• _ATIVIDADE_
Transcreva sem nenhuma alteração o trecho do texto sobre morte celular que começa nas palavras que contêm "Outro foco é" e termina em "da resposta imunológica.".

• _TEXTO FORNECIDO_
::::
São Paulo (AUN - USP) - Pesquisadores do Instituto de Ciências Biomédicas da USP (ICB-USP) estão tentando entender os mecanismos bioquímicos que desencadeiam a morte das células, especialmente aquelas relacionadas ao sistema de defesa do organismo. Descobrir o que leva as células a sobreviverem ou não em diferentes situações de stress pode apontar caminhos para outros estudos clínicos e novos tratamentos de doenças.
A morte celular faz parte da vida de um indivíduo. A formação adequada dos dedos da mão, por exemplo, só é possível através desse processo. Quando ele apresenta um desequilíbrio, porém, pode haver conseqüências. A célula que por algum motivo se mantém viva além do tempo normal pode tornar-se cancerígena e, portanto, prejudicial ao organismo. Ao mesmo tempo, a morte celular precoce é a causa de diversas doenças degenerativas.
Os estudos do ICB, coordenados pelo professor João Gustavo Amarante-Mendes, tem dois principais focos. Um deles analisa um tipo de leucemia conhecido como mielóide crônica, que afeta principalmente adultos. Por enquanto, a principal descoberta diz respeito a uma constatação dos pesquisadores de que esse tipo de leucemia bloqueia a produção de uma proteína chamada trail. Essa proteína causa a morte de células tumorais (por isso também é conhecida como “Magic bullet” – Bala mágica) e sua supressão permite o desenvolvimento da doença. O mesmo fenômeno ocorre em outros tipos de câncer, principalmente de pulmão e próstata. Entender suas origens pode ajudar a revertê-lo genética ou farmacologicamente e interrompê-lo em benefício dos pacientes.
Outro foco é em relação aos linfócitos T CD4+, que Arantes-Mendes apelida de “maestro do sistema imune”. Afinal, esses linfócitos são os principais indutores das funções imunológicas e têm papel fundamental no combate a infecção e tumores. A partir da pesquisa, foi possível constatar que durante a resposta inflamatória do organismo, quando essas células entram em ação, há um mecanismo que impede a morte celular. Ele inibe a expressão da proteína FAS ligante, um dos gatilhos da morte celular. Já foram publicados dois trabalhos para descrever esse mecanismo de controle. Compreender como se dá a manutenção da vida do linfócito T pode representar um avanço em relação a tumores e doenças infecciosas com aumento da resposta imunológica.
::::
Itens guardados de uma coleção:
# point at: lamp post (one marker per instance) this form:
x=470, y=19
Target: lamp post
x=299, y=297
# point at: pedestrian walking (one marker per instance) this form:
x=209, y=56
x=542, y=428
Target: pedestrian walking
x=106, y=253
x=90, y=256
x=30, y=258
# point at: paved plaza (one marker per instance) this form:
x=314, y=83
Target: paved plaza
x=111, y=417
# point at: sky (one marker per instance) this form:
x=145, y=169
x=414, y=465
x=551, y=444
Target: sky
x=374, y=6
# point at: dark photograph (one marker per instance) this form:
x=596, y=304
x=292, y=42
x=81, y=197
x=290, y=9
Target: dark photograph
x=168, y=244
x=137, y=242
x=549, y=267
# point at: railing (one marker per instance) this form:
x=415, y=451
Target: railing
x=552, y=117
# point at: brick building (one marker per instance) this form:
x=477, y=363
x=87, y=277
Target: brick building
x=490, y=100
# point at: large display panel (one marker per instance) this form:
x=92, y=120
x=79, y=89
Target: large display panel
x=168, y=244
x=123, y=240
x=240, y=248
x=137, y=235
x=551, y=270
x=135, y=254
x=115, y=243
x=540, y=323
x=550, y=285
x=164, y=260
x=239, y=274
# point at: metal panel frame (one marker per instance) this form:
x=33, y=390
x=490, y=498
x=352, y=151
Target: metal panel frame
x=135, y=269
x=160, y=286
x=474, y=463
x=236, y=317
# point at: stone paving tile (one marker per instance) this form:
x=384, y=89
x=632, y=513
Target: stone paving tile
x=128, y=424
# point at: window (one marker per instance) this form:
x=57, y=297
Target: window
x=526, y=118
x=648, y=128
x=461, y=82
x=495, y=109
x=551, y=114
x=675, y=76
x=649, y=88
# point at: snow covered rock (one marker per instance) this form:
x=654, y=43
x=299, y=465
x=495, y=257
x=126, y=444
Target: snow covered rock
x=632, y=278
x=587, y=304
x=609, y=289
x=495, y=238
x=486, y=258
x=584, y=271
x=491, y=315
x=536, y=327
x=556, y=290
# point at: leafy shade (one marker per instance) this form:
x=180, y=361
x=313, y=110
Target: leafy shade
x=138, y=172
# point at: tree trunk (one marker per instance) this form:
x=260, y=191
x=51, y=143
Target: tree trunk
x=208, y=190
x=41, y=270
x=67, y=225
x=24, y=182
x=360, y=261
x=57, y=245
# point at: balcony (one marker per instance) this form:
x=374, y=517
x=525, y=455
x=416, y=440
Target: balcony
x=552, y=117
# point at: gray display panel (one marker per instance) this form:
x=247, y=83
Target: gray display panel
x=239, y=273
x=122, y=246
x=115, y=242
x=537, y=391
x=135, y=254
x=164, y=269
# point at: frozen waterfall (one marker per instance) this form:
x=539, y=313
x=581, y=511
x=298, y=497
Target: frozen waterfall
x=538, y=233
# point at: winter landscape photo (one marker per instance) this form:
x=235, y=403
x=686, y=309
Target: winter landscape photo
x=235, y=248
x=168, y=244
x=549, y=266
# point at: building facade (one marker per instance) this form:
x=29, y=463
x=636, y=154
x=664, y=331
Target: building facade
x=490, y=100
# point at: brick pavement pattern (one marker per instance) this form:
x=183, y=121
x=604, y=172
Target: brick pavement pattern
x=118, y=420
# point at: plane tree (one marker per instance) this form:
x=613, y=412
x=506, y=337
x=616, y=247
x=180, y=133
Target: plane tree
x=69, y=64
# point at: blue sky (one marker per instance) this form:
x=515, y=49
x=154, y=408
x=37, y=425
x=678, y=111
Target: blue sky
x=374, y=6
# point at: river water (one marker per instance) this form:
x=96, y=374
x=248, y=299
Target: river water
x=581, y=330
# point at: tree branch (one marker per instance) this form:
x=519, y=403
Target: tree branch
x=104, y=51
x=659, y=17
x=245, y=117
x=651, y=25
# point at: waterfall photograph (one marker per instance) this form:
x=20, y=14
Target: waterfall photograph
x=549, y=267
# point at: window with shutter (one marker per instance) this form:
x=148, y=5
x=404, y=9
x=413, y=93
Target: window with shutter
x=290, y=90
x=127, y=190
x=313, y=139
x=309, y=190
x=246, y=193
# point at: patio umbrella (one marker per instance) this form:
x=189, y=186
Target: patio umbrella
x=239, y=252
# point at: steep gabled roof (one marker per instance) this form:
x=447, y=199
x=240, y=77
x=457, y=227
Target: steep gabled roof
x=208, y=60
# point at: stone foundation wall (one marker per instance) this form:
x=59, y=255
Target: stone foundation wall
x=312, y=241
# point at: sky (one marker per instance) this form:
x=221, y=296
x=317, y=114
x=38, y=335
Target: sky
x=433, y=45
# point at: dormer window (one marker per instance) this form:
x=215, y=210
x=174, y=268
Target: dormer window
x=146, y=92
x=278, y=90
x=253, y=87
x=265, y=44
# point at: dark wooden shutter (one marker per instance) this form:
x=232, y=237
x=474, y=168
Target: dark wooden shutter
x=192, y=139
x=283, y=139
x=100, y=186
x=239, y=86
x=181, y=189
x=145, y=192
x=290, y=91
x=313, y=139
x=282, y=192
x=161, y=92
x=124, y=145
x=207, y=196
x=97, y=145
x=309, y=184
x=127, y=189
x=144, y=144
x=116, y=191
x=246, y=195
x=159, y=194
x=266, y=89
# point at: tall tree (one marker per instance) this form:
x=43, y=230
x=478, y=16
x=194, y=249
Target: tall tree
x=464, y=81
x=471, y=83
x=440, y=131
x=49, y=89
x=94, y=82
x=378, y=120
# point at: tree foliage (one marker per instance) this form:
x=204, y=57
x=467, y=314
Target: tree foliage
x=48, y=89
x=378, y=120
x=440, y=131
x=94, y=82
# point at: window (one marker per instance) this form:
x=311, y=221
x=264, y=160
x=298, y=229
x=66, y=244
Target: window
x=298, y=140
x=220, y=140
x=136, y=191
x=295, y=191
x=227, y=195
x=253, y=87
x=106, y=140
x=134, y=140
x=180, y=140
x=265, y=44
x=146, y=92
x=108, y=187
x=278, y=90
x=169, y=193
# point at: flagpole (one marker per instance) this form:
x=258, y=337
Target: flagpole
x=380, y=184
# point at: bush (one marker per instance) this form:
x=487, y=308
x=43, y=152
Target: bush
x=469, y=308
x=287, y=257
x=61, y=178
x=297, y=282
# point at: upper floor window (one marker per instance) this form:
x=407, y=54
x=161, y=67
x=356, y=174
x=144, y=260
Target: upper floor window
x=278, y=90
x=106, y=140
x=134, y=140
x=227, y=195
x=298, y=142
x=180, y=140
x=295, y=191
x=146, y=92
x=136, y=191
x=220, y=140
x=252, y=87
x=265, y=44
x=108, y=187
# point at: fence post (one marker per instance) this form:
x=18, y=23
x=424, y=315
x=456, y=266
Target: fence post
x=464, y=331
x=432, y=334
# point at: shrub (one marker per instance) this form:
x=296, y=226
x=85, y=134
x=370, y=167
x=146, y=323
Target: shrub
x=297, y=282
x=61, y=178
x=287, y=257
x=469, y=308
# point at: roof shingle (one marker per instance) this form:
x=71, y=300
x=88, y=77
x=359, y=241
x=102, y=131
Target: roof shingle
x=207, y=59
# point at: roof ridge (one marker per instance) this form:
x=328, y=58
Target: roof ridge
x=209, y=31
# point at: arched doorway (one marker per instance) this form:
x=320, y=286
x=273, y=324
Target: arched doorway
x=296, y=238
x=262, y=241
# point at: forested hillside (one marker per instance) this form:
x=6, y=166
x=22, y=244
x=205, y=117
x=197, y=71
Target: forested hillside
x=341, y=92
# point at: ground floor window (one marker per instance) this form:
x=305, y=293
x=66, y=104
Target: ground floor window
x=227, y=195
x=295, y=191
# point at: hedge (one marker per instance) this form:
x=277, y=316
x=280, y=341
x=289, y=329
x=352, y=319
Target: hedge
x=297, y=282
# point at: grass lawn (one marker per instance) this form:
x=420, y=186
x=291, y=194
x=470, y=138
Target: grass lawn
::::
• _RESPOSTA ABAIXO_
Outro foco é em relação aos linfócitos T CD4+, que Arantes-Mendes apelida de “maestro do sistema imune”. Afinal, esses linfócitos são os principais indutores das funções imunológicas e têm papel fundamental no combate a infecção e tumores. A partir da pesquisa, foi possível constatar que durante a resposta inflamatória do organismo, quando essas células entram em ação, há um mecanismo que impede a morte celular. Ele inibe a expressão da proteína FAS ligante, um dos gatilhos da morte celular. Já foram publicados dois trabalhos para descrever esse mecanismo de controle. Compreender como se dá a manutenção da vida do linfócito T pode representar um avanço em relação a tumores e doenças infecciosas com aumento da resposta imunológica.